__Text segment__.
begin
Introduction
Home internet competition is no longer about speed or price. It is about who controls the territory and how defensible that territory is.
The US home internet market is fragmenting into four geographic-strategic formations, each defined by the infrastructure that anchors it, the switching costs that defend it, and the competitive dynamics that govern who wins and who bleeds. This report identifies and analyzes each formation using Recon Analytics’ continuous consumer telecom survey (682,988 responses, January 2025 to March 2026), carrier earnings disclosures, FCC data, and Census Bureau mobility data.
Fiber Castle: High-satisfaction broadband anchor with convergence-driven wireless retention. Structurally dominant where deployed.
Cable Fort: Scale and switching friction with price-driven wireless bundling. Defensible but eroding under fiber overbuild.
FWA Camp: Mobile relationship convenience on borrowed spectrum capacity. Inherently supply-constrained and temporary.
end
__Problems and tasks__.
**1)** Condense the paragraph of the home internet report beginning "The US home internet market is fragmenting" into a shorter version that keeps its main facts.
**2)** Write the next part of the home internet report, picking up after its final line.
The data that comes next has no connection to the home internet report.

__Provided data__.
begin
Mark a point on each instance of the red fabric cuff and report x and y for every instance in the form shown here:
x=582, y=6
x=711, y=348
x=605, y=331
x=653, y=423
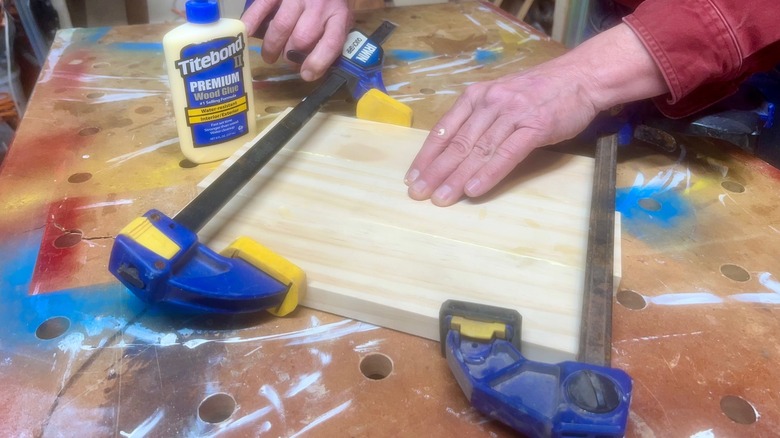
end
__Response list__.
**1)** The US home internet market is splitting into four geographic-strategic formations, each defined by its anchoring infrastructure, its switching costs, and its competitive dynamics. The report analyzes them using Recon Analytics' continuous consumer telecom survey (682,988 responses, January 2025 to March 2026), carrier earnings disclosures, FCC data, and Census Bureau mobility data.

**2)**
Satellite Warband: Availability where nothing else reaches. Opportunistic, displaced when terrestrial alternatives arrive.
The central finding: convergence built on friction rather than satisfaction is a structurally weaker formation that erodes where a superior alternative arrives. The carriers that win are the ones that build formations their customers actually want to stay in, not just formations that are expensive to leave.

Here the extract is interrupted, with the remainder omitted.